WRITTEN INSTRUCTION: Pick out each line of the records below that contains the string "shirt" and copy it. Case matters.

---------- RECORDS SUPPLIED

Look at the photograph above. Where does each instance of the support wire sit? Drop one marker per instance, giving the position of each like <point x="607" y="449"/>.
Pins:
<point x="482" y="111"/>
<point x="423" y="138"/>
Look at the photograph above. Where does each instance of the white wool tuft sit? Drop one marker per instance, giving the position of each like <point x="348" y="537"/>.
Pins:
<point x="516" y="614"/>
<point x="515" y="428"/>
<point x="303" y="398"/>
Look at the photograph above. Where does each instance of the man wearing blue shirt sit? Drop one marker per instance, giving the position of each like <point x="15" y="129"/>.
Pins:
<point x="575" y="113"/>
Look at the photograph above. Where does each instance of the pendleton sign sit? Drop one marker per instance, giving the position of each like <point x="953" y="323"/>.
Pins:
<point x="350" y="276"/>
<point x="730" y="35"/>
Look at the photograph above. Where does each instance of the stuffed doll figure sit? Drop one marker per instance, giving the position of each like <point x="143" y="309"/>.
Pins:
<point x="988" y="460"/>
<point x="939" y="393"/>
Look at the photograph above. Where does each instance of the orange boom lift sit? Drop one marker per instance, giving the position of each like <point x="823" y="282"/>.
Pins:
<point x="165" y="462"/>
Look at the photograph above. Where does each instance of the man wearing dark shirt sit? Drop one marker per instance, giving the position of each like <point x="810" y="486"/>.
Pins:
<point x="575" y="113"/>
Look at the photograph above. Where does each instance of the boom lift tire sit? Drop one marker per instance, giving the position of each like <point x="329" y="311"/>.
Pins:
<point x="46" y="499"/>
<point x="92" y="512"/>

--------------------
---------- RECORDS SUPPLIED

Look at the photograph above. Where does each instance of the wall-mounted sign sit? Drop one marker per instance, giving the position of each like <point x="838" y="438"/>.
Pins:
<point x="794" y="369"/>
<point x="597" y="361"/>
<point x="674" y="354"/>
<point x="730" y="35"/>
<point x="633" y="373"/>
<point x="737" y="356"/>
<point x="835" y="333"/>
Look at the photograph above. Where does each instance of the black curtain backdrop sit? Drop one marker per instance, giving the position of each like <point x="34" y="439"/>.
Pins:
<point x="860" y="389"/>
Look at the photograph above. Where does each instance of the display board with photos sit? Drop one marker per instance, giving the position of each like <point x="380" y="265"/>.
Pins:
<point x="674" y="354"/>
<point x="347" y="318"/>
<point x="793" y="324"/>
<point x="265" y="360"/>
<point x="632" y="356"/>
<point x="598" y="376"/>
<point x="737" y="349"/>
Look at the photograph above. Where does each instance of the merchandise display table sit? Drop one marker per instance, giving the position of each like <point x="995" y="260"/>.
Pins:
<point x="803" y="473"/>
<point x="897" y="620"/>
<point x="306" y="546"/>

--------------------
---------- RECORDS SUPPLIED

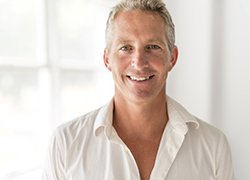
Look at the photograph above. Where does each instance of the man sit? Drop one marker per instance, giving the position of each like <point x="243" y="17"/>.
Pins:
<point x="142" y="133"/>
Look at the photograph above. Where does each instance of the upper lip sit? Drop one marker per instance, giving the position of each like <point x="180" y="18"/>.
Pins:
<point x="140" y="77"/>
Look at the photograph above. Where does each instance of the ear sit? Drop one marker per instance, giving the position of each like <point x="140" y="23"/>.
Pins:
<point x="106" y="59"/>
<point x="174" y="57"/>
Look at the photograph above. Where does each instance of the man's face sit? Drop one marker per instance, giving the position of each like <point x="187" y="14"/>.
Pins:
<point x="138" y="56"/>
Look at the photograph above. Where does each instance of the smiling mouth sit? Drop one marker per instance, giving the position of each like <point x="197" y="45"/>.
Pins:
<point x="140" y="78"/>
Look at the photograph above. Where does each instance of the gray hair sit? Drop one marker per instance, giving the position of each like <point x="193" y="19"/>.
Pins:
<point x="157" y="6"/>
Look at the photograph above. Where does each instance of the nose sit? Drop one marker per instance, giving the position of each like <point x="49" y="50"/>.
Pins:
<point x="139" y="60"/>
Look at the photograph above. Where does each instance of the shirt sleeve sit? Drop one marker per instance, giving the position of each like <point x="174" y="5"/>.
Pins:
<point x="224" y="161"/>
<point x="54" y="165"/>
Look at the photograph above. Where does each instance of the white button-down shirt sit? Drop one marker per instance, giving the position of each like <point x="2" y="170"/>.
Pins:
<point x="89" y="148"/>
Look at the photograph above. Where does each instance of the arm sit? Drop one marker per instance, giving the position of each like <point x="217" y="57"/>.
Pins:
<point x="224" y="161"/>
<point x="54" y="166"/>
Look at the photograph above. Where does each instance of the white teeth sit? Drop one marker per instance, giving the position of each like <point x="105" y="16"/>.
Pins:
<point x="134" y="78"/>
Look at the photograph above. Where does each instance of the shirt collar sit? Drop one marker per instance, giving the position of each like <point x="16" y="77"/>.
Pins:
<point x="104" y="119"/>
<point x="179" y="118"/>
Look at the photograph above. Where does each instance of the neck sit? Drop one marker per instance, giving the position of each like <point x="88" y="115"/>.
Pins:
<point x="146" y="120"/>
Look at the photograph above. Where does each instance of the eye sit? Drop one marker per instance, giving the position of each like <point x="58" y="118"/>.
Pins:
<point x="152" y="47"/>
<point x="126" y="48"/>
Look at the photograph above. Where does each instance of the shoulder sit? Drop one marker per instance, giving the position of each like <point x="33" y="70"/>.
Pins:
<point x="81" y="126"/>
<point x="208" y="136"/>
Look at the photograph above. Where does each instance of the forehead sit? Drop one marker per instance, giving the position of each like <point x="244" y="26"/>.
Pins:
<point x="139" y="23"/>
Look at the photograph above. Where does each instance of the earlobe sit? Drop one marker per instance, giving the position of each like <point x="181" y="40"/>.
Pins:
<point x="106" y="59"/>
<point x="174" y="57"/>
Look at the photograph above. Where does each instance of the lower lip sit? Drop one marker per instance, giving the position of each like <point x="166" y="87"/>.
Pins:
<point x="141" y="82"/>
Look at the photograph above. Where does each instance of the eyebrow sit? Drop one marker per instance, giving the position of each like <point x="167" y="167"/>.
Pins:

--------------------

SOLUTION:
Look at the photograph above. Where does each instance of the man wearing blue shirt sit? Drop one marker per instance, giving the position of each like <point x="15" y="129"/>.
Look at the photograph above. Where does each instance of the man wearing dark shirt sit? Drop one marker per instance, giving the position of each like <point x="810" y="486"/>.
Look at the photograph above. Where does each instance of the shirt sleeve sit? Drop one marker per instance, giving the position of each like <point x="174" y="5"/>.
Look at the photograph above. Where does each instance of the white button-down shirt sit? Drop one marker per instance, giving the position of each like <point x="2" y="170"/>.
Look at the photograph above. Where does each instance of the shirt collar sit? Drop one marker per instance, giving the position of each like <point x="16" y="77"/>.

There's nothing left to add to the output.